• **TASK INSTRUCTIONS**
Copy every one of the entries below word for word, and omit any pictures from your reproduction.

• **INPUT**
# # # #
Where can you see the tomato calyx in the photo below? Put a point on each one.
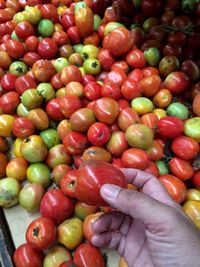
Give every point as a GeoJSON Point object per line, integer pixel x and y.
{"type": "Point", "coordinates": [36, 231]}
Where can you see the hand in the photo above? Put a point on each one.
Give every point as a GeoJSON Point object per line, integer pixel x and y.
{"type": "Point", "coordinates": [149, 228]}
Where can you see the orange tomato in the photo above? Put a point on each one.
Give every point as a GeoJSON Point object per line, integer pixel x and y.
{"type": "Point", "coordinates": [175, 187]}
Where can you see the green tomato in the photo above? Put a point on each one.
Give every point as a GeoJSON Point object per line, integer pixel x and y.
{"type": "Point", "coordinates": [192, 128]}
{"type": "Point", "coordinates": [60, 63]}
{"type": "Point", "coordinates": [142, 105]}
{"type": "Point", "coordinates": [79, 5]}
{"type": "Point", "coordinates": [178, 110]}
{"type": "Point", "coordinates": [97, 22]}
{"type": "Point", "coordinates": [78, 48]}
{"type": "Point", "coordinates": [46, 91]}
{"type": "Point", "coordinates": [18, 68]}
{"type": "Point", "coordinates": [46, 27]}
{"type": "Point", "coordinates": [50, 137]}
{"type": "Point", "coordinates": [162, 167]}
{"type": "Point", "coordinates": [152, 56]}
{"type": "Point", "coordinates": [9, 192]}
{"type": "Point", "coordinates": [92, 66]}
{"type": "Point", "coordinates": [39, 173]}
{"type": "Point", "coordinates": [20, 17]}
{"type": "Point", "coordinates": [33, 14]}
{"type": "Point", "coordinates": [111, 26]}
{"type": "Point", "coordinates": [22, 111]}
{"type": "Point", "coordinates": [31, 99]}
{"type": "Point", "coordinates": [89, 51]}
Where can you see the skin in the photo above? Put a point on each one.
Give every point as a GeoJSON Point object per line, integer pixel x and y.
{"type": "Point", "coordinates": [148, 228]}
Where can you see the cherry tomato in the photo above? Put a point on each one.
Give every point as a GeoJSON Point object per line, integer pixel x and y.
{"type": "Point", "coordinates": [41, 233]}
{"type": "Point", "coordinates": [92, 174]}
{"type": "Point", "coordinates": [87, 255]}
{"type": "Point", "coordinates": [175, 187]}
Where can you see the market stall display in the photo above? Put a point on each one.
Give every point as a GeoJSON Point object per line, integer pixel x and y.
# # # #
• **SOLUTION**
Where can you see the tomato calyx in the photo below? Put a point on each one.
Give every point as a GeoJSON Point object per line, integer pixel x and y.
{"type": "Point", "coordinates": [36, 231]}
Where can you see the hand in the photo above? Put a point on each one.
Give every point as a GeoJSON Point object per line, integer pixel x and y.
{"type": "Point", "coordinates": [149, 228]}
Where can you see the orange tomato in the photo above? Put a point on each one.
Give every point as a GeoJSON Point object per line, integer pixel x and y.
{"type": "Point", "coordinates": [175, 187]}
Where can you see the green tomato in the photo above? Put a point on each one.
Give every point as a GeoJSON Point object per line, integer pixel x and y.
{"type": "Point", "coordinates": [192, 128]}
{"type": "Point", "coordinates": [60, 63]}
{"type": "Point", "coordinates": [142, 105]}
{"type": "Point", "coordinates": [79, 5]}
{"type": "Point", "coordinates": [178, 110]}
{"type": "Point", "coordinates": [97, 22]}
{"type": "Point", "coordinates": [78, 48]}
{"type": "Point", "coordinates": [46, 91]}
{"type": "Point", "coordinates": [18, 68]}
{"type": "Point", "coordinates": [46, 27]}
{"type": "Point", "coordinates": [50, 137]}
{"type": "Point", "coordinates": [162, 167]}
{"type": "Point", "coordinates": [152, 56]}
{"type": "Point", "coordinates": [9, 192]}
{"type": "Point", "coordinates": [92, 66]}
{"type": "Point", "coordinates": [39, 173]}
{"type": "Point", "coordinates": [20, 17]}
{"type": "Point", "coordinates": [33, 14]}
{"type": "Point", "coordinates": [111, 26]}
{"type": "Point", "coordinates": [22, 111]}
{"type": "Point", "coordinates": [31, 99]}
{"type": "Point", "coordinates": [89, 51]}
Where can you see the skin in the photo above? Put a point on each one.
Give every point as a GeoJSON Point object per line, integer pixel x and y.
{"type": "Point", "coordinates": [148, 228]}
Where can you see the cherry tomato in the photo above? Put a point on each one.
Give every point as a GeoJSON Point object per line, integer pixel x and y.
{"type": "Point", "coordinates": [41, 233]}
{"type": "Point", "coordinates": [92, 174]}
{"type": "Point", "coordinates": [87, 255]}
{"type": "Point", "coordinates": [175, 187]}
Where can you see the market stall display in the photo above? Put a point on each one.
Give every point as a GeoJSON Point object per line, integer pixel x and y.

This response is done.